## INSTRUCTION
Rewrite the rows from the start through the line with "column 694, row 433", swapping "understory vegetation" for "forest undergrowth" and leaving everything else unchanged.

------------------------------------------------------------------------

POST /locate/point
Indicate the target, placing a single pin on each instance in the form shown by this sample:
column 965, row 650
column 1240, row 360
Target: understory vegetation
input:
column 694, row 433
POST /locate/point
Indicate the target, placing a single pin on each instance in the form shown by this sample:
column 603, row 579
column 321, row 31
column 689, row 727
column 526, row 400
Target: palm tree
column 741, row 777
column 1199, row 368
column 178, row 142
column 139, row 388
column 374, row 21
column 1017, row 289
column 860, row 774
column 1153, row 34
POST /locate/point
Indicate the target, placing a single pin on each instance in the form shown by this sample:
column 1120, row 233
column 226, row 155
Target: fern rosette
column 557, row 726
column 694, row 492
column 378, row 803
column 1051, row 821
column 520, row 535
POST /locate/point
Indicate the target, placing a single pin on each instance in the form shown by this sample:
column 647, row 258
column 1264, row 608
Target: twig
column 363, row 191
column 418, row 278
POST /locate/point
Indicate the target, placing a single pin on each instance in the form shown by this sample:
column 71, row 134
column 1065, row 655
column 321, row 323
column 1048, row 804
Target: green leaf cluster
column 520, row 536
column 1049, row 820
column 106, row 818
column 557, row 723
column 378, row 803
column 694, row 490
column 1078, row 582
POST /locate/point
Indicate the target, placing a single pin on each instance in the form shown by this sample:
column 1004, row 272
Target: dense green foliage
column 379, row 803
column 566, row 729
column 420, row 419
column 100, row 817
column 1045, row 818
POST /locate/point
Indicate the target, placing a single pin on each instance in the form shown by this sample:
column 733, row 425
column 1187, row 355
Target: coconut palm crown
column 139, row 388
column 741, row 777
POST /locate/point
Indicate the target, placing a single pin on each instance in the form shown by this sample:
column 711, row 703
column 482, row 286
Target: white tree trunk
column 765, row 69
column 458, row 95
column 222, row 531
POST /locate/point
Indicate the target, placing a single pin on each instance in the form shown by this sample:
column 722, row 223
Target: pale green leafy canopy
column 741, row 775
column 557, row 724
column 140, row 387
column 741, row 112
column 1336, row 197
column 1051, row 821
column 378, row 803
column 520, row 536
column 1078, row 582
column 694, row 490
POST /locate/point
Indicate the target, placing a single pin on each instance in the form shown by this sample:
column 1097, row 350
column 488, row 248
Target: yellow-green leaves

------------------------------------------------------------------------

## RESULT OF THE EXERCISE
POST /locate/point
Indicate the target, placing a single pin on each instance in the form shown by this sample:
column 965, row 650
column 1240, row 360
Target: forest undergrowth
input:
column 694, row 433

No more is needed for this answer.